======== Okuma metni

YAZAR : Şeyma BULUT

Bu haftaya çok sevdiğim bir sözle başlamak istiyorum: Hayat, sen planlar yaparken başına gelenlerdir! Bu cümle bana yaşamın, evrenin kısa bir özeti gibi gelir. İnsanoğlu hayaller kurar, planlar yapar, yarını değil beş dakika sonrasını bilmeden yaşadığımız şu hayatın içinde durmadan umut eder ve sonra da gerçek olmasını bekler. Yaşamanın altın kuralıdır bu. Umut etmeden, hayal kurmadan yaşayamayız. Sancar, Mavi, Kavruk hepsinin hayalleri, umutları vardı ama yaşananları düşününce aklımda tek bir soru belirdi: Hayat onlara istediklerini verecek mi? Tek bir an, belki de kaybedilen koskoca bir gelecek olarak karşımıza çıkacak. Olmamasını, bütün bunlardan bir şekilde kurtulabilmelerini sadece ümit ediyorum ama aynı anda iki mucize gerçekleşir mi, işte onu hiç bilemiyorum.

Ah Sancar Efe, ah! Bu hafta olayların geldiği noktada en çok ona üzüldüm ben. Onun hayatı tam anlamıyla bir kısır döngüye girdi ve asla çıkamıyor. Kısa zaman önce hem sevdiği kadını, hem de sağdıcını kaybetmiş, çok büyük iki acıyı yüklenmek zorunda kalmıştı. Şimdi yine aynı döngüye girdi ve nasıl çıkar ya da bu sefer şans ondan yana olur mu tahmin yürütmekte zorlanıyorum.

================

Görev 1: Yukarıdaki okuma metnini hiçbir değişiklik yapmadan baştan sona yeniden yaz.

======== Sağlanan kayıtlar

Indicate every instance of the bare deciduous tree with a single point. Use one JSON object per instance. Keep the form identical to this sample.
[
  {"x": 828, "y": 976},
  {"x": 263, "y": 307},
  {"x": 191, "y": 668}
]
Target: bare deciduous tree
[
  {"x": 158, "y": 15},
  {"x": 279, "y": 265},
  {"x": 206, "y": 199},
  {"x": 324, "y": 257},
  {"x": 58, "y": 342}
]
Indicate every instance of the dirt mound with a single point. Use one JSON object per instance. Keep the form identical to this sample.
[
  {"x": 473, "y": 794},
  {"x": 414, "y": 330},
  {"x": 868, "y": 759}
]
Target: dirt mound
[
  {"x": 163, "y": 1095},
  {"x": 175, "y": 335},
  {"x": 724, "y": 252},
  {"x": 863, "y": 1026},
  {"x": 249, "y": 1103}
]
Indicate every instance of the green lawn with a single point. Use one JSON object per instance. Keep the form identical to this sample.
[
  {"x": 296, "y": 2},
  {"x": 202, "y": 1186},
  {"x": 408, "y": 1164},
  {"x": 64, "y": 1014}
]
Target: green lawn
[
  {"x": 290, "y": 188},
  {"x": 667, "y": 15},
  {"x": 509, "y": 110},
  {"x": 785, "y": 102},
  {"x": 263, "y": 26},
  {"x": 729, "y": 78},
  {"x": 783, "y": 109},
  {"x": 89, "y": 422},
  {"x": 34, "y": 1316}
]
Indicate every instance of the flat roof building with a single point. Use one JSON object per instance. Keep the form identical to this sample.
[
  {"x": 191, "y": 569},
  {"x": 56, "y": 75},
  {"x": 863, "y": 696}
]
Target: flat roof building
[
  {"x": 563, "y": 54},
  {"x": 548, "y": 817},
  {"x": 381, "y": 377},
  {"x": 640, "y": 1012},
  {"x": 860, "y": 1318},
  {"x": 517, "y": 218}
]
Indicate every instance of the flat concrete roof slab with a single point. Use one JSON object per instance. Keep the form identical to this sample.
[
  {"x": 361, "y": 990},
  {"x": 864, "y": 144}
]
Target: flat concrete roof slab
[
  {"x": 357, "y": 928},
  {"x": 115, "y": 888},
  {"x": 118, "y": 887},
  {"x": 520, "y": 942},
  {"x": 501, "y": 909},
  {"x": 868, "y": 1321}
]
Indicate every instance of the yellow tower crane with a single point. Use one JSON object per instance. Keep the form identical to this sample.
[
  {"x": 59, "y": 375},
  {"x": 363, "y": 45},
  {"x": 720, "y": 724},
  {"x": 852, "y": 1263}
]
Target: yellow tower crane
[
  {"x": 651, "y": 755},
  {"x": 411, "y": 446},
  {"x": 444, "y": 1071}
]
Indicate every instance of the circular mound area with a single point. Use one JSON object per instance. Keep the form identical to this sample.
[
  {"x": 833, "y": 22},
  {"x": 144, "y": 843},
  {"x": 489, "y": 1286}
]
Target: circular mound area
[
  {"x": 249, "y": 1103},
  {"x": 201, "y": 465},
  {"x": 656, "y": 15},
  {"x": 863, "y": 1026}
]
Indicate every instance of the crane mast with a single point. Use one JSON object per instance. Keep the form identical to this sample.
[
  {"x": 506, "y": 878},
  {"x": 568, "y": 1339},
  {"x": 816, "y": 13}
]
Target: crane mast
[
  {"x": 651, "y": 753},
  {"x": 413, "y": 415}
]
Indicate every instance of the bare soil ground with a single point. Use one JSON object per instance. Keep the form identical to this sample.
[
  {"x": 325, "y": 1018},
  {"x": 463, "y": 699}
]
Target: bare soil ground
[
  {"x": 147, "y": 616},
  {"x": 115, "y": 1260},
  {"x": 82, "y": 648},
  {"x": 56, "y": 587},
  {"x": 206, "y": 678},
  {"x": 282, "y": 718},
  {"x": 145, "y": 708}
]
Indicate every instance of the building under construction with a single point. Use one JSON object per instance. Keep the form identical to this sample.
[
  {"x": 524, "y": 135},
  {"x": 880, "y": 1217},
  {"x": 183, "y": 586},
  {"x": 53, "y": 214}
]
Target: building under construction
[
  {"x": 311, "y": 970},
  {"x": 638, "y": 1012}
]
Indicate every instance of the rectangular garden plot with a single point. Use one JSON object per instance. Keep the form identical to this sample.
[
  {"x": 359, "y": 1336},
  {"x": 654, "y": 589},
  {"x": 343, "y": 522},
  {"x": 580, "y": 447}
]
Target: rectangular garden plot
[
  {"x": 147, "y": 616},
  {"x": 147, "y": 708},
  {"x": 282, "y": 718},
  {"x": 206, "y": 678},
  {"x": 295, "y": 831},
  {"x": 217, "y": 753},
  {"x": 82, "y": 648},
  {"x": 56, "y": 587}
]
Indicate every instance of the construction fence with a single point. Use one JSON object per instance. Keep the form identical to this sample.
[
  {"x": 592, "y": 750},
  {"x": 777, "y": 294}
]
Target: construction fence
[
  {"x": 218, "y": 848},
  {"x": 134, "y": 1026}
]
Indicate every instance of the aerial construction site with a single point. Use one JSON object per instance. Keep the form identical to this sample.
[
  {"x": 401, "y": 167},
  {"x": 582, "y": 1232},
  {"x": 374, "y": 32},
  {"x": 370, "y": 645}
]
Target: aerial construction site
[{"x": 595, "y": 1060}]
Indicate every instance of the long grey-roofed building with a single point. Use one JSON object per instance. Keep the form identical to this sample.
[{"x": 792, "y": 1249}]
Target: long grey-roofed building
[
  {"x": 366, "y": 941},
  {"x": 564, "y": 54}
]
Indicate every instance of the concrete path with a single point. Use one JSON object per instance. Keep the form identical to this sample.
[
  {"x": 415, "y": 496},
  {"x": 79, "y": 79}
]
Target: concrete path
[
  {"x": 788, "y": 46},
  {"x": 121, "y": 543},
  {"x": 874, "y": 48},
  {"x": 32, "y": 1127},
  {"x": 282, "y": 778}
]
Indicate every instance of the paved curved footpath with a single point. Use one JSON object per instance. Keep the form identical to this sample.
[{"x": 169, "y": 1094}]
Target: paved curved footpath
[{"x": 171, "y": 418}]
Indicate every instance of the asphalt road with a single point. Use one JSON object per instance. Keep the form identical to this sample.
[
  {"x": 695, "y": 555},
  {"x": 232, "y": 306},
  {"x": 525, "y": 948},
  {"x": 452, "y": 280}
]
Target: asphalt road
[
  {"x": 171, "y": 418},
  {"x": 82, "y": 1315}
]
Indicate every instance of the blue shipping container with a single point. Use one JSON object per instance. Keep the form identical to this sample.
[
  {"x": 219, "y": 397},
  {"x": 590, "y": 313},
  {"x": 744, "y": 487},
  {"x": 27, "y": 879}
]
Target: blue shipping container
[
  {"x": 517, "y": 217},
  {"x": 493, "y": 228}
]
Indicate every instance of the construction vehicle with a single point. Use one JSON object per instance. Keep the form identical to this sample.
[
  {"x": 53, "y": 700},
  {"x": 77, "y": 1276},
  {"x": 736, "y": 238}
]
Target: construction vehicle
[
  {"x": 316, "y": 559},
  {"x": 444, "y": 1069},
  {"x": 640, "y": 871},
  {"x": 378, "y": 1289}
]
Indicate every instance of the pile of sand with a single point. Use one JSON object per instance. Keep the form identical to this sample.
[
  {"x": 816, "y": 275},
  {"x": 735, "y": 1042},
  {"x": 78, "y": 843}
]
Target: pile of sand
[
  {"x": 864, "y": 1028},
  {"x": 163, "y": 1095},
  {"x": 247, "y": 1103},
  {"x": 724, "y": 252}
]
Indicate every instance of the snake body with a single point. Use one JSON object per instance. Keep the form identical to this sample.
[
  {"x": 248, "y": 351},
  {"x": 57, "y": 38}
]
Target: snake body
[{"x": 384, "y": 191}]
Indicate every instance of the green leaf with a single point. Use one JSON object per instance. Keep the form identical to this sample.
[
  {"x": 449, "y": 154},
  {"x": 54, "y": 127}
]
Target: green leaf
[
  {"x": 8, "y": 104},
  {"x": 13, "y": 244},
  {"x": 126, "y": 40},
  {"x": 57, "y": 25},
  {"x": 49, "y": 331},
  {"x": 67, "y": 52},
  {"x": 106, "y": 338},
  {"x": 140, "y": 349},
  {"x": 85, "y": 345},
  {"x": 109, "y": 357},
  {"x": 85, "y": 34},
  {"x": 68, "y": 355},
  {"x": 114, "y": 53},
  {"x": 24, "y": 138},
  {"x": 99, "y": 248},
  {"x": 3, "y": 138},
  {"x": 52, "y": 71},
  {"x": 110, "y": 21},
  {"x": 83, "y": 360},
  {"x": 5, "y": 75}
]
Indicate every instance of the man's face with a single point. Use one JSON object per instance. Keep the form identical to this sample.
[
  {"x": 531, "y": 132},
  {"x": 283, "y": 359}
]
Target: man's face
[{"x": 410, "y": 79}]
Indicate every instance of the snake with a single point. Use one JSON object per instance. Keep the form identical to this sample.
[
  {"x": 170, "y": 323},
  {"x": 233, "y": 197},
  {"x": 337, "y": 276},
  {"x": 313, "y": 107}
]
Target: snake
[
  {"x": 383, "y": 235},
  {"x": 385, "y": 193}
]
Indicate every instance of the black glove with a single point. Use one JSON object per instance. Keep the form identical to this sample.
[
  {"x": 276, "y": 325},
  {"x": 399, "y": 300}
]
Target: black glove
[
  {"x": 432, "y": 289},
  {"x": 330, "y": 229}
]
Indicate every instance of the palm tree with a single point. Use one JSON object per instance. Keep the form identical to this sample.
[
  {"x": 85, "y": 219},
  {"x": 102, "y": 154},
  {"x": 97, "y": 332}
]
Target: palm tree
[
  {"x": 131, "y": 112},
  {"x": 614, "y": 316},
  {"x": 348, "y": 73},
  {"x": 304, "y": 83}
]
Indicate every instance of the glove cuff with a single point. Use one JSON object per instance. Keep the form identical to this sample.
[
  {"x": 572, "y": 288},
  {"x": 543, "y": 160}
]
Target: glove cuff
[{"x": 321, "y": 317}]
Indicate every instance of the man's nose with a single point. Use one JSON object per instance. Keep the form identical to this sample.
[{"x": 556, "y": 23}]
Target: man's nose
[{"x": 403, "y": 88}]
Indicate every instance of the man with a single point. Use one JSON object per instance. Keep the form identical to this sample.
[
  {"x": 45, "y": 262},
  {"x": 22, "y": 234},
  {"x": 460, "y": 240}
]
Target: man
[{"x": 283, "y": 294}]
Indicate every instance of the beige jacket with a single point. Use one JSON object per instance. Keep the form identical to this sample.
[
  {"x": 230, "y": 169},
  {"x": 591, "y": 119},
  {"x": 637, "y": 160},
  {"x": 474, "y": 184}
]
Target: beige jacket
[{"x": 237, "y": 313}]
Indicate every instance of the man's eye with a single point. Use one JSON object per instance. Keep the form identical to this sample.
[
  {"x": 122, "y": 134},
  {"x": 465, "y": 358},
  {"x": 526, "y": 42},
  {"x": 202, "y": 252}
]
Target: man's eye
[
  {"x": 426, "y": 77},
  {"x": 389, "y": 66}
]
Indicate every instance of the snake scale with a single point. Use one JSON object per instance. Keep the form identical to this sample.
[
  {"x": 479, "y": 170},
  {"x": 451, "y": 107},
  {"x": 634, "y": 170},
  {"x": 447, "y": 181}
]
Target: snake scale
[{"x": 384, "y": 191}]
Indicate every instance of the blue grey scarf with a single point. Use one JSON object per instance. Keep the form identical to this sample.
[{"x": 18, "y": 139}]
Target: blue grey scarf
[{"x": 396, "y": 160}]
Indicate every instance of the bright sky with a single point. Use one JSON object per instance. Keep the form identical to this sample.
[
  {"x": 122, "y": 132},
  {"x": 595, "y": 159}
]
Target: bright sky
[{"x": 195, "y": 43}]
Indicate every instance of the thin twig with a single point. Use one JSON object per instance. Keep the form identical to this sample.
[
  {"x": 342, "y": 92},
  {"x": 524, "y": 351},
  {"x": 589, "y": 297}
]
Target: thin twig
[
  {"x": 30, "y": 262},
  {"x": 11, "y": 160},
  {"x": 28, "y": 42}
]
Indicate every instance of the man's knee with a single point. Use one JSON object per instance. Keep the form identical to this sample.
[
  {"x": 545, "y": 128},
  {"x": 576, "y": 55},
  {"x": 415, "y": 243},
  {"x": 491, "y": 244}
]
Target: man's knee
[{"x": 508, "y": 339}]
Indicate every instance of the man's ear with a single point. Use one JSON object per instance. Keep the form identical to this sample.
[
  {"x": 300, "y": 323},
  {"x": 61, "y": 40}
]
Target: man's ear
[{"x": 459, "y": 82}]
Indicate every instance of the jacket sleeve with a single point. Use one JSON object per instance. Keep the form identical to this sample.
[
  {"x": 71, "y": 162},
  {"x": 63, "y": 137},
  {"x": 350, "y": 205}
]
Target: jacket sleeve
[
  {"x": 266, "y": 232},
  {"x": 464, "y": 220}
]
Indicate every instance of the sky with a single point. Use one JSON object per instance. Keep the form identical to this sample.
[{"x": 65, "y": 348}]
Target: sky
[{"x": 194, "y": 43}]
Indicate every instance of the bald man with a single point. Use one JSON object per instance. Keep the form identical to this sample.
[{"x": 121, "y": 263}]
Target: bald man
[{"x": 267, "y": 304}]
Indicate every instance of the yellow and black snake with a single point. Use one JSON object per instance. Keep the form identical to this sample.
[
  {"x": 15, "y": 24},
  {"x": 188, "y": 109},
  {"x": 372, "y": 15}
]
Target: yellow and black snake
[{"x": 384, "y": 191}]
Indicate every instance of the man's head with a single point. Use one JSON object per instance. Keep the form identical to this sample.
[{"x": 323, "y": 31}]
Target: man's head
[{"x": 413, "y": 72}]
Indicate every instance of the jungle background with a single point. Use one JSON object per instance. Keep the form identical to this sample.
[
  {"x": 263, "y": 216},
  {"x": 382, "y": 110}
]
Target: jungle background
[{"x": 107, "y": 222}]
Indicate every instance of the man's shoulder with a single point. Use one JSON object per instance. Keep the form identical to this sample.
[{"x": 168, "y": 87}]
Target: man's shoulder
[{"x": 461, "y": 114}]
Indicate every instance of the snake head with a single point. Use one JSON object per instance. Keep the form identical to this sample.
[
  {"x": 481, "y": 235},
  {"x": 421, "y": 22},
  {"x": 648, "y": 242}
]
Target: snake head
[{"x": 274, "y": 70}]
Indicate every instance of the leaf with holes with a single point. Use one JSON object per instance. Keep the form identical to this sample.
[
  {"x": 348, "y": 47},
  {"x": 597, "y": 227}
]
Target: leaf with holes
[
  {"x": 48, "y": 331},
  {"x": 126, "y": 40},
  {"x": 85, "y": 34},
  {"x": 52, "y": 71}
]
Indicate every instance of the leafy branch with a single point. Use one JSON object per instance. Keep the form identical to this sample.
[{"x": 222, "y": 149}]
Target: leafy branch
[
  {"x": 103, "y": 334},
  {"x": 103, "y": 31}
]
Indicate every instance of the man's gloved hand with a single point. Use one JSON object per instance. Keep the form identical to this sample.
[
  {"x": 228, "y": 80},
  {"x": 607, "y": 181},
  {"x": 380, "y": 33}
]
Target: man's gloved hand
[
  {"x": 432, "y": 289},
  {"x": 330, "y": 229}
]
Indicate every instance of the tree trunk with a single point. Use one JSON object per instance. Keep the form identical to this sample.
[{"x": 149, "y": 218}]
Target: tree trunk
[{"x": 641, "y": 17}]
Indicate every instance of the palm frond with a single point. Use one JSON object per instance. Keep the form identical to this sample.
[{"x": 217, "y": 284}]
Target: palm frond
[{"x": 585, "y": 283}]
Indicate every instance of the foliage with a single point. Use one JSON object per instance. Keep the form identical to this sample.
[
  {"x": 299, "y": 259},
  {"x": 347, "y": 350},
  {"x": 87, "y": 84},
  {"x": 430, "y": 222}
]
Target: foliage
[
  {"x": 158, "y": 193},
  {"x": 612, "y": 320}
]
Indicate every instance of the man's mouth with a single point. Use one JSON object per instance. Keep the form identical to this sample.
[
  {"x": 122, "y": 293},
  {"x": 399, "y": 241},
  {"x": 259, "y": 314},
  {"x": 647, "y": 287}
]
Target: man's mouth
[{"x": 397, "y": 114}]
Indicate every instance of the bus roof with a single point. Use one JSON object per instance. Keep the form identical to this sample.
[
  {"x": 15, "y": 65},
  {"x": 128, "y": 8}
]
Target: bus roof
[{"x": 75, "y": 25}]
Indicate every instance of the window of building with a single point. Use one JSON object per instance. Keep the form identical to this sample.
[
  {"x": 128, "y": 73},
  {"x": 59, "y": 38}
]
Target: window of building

================

Görev 2: Yukarıdaki kayıtlarda "pile" dizgesini içeren tüm satırları listele. Büyük-küçük harf ayrımı dikkate alınır.

Beklenen yanıt 1:
YAZAR : Şeyma BULUT

Bu haftaya çok sevdiğim bir sözle başlamak istiyorum: Hayat, sen planlar yaparken başına gelenlerdir! Bu cümle bana yaşamın, evrenin kısa bir özeti gibi gelir. İnsanoğlu hayaller kurar, planlar yapar, yarını değil beş dakika sonrasını bilmeden yaşadığımız şu hayatın içinde durmadan umut eder ve sonra da gerçek olmasını bekler. Yaşamanın altın kuralıdır bu. Umut etmeden, hayal kurmadan yaşayamayız. Sancar, Mavi, Kavruk hepsinin hayalleri, umutları vardı ama yaşananları düşününce aklımda tek bir soru belirdi: Hayat onlara istediklerini verecek mi? Tek bir an, belki de kaybedilen koskoca bir gelecek olarak karşımıza çıkacak. Olmamasını, bütün bunlardan bir şekilde kurtulabilmelerini sadece ümit ediyorum ama aynı anda iki mucize gerçekleşir mi, işte onu hiç bilemiyorum.

Ah Sancar Efe, ah! Bu hafta olayların geldiği noktada en çok ona üzüldüm ben. Onun hayatı tam anlamıyla bir kısır döngüye girdi ve asla çıkamıyor. Kısa zaman önce hem sevdiği kadını, hem de sağdıcını kaybetmiş, çok büyük iki acıyı yüklenmek zorunda kalmıştı. Şimdi yine aynı döngüye girdi ve nasıl çıkar ya da bu sefer şans ondan yana olur mu tahmin yürütmekte zorlanıyorum.

Beklenen yanıt 2:
Indicate every instance of the pile of sand with a single point. Use one JSON object per instance. Keep the form identical to this sample.
Target: pile of sand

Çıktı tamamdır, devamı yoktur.